--- Start Provided data ---
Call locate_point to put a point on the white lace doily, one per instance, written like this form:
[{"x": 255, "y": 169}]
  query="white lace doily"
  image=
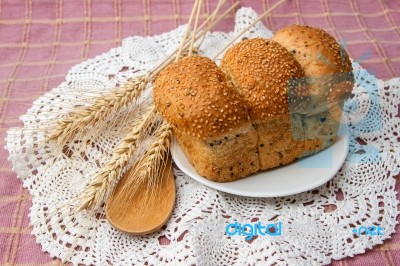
[{"x": 317, "y": 225}]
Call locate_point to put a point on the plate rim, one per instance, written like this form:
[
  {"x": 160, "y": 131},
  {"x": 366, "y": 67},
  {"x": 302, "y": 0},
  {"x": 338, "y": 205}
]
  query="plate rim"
[{"x": 343, "y": 136}]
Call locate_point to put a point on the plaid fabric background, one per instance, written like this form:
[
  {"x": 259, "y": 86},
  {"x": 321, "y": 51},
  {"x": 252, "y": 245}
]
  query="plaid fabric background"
[{"x": 41, "y": 40}]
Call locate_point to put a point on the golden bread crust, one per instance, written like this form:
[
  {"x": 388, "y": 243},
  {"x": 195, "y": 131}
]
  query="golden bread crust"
[{"x": 195, "y": 97}]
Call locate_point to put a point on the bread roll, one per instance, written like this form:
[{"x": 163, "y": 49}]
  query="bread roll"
[
  {"x": 210, "y": 120},
  {"x": 261, "y": 70},
  {"x": 271, "y": 102},
  {"x": 328, "y": 80}
]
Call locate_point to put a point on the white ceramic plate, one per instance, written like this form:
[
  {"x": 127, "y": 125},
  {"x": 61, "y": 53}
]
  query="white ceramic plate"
[{"x": 302, "y": 175}]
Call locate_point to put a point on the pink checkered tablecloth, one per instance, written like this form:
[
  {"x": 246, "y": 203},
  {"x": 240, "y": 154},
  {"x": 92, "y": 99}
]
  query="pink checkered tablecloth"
[{"x": 41, "y": 40}]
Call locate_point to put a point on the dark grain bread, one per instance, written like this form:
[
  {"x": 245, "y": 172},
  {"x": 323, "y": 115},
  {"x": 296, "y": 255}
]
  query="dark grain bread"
[
  {"x": 210, "y": 120},
  {"x": 271, "y": 102}
]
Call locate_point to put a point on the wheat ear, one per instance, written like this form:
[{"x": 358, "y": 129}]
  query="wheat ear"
[
  {"x": 102, "y": 106},
  {"x": 97, "y": 189},
  {"x": 149, "y": 168}
]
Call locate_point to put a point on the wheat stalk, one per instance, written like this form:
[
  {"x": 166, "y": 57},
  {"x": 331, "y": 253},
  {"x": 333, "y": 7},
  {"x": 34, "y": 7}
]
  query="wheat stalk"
[
  {"x": 111, "y": 172},
  {"x": 102, "y": 106},
  {"x": 149, "y": 169}
]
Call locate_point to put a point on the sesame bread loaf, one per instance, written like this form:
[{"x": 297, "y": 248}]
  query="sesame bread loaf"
[
  {"x": 265, "y": 106},
  {"x": 209, "y": 118}
]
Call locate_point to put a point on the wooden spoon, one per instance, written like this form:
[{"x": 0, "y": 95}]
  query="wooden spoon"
[{"x": 134, "y": 218}]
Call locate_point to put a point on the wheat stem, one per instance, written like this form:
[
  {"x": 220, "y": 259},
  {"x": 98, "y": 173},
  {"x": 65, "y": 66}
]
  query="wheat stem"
[
  {"x": 103, "y": 106},
  {"x": 249, "y": 27},
  {"x": 111, "y": 172},
  {"x": 150, "y": 168},
  {"x": 195, "y": 27}
]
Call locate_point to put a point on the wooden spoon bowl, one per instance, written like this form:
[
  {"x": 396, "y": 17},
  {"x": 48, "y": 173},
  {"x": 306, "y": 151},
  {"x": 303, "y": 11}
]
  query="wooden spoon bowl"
[{"x": 144, "y": 214}]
--- End Provided data ---
*Directions*: Begin with the line that contains "Call locate_point to put a point on the sesame" and set down each line exactly until the records above end, including the final line.

*The answer*:
Call locate_point to put a point on the sesame bread loaf, one per instance, written like this form:
[{"x": 297, "y": 248}]
  query="sesame bread loaf"
[
  {"x": 265, "y": 106},
  {"x": 209, "y": 118}
]
Call locate_point to put a point on the wooden spoon, one per instance, written like this form:
[{"x": 0, "y": 95}]
  query="wooden spoon"
[{"x": 134, "y": 218}]
Call locate_point to put a point on the wheat stem, one per instance, written like this form:
[
  {"x": 220, "y": 259},
  {"x": 98, "y": 173},
  {"x": 65, "y": 66}
]
  query="wheat stem"
[
  {"x": 103, "y": 106},
  {"x": 249, "y": 27},
  {"x": 111, "y": 172},
  {"x": 150, "y": 168},
  {"x": 195, "y": 27}
]
Call locate_point to put a point on the wooden spoon bowl, one per instance, written like this form:
[
  {"x": 396, "y": 17},
  {"x": 48, "y": 173},
  {"x": 306, "y": 151},
  {"x": 303, "y": 11}
]
  query="wooden spoon bowl"
[{"x": 144, "y": 214}]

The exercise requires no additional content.